* _Records for the task_:
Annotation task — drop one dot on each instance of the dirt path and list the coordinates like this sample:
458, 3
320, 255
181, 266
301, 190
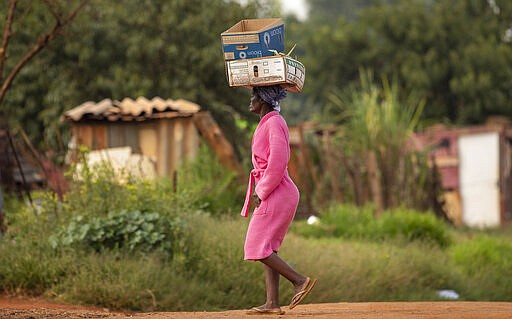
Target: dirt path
15, 308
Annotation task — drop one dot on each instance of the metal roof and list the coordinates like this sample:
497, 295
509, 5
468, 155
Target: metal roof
131, 110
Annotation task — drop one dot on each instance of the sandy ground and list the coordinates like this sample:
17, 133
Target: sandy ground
24, 308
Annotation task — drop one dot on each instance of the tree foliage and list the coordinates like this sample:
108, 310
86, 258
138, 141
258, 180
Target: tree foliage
129, 48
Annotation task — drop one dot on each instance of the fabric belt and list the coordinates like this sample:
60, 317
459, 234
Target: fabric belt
250, 188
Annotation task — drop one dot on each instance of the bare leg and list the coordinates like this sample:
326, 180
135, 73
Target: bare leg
272, 287
278, 265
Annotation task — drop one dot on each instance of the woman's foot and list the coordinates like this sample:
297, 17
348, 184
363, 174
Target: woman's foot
299, 286
301, 290
265, 310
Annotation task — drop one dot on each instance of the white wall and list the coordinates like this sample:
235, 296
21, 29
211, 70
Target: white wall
479, 179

* _Directive_:
Convert all the records above into a Markdown table with the columns Row and Line, giving each nonblank line its own numbered row. Leave out the pictures.

* _Task answer_:
| Row | Line |
|---|---|
| 1 | Annotation task — drop one dot on each instance of the dirt path and list the coordinates like this sample: |
| 2 | 458, 3 |
| 3 | 320, 255 |
| 4 | 181, 266 |
| 5 | 301, 190 |
| 6 | Target: dirt path |
| 7 | 15, 308 |
| 8 | Annotation task — drop one dot on each instance of the metal roof and list the coordinates like this sample: |
| 9 | 497, 295 |
| 10 | 509, 5 |
| 11 | 468, 155 |
| 12 | Target: metal roof |
| 13 | 131, 110 |
| 14 | Annotation task — drop one dot on each instance of the sandy ground and list the coordinates like this sample: |
| 15 | 17, 133 |
| 16 | Target: sandy ground |
| 17 | 24, 308 |
| 18 | Annotation task — drop one dot on each instance of the tree foliage and list the coordinates like this sample: |
| 19 | 108, 310 |
| 20 | 86, 258 |
| 21 | 138, 141 |
| 22 | 258, 180 |
| 23 | Target: tree foliage |
| 24 | 129, 48 |
| 25 | Annotation task — drop one dot on each instance of the fabric belt and list the coordinates like this sample: |
| 26 | 60, 317 |
| 27 | 459, 234 |
| 28 | Target: fabric belt |
| 29 | 250, 188 |
| 30 | Annotation task — drop one dot on each instance of the bare leg and list the coordinates like this sample: |
| 31 | 326, 180 |
| 32 | 135, 73 |
| 33 | Target: bare leg |
| 34 | 272, 287 |
| 35 | 278, 265 |
| 36 | Annotation task — drop one dot on each instance of the woman's foot and list the coordinates like this sample: |
| 37 | 297, 17 |
| 38 | 348, 184 |
| 39 | 363, 174 |
| 40 | Target: woman's foot |
| 41 | 299, 286 |
| 42 | 301, 290 |
| 43 | 265, 310 |
| 44 | Annotation task — drop one dot on each instance of the white wall and list the coordinates like this sample: |
| 45 | 235, 296 |
| 46 | 21, 29 |
| 47 | 211, 70 |
| 48 | Target: white wall |
| 49 | 479, 179 |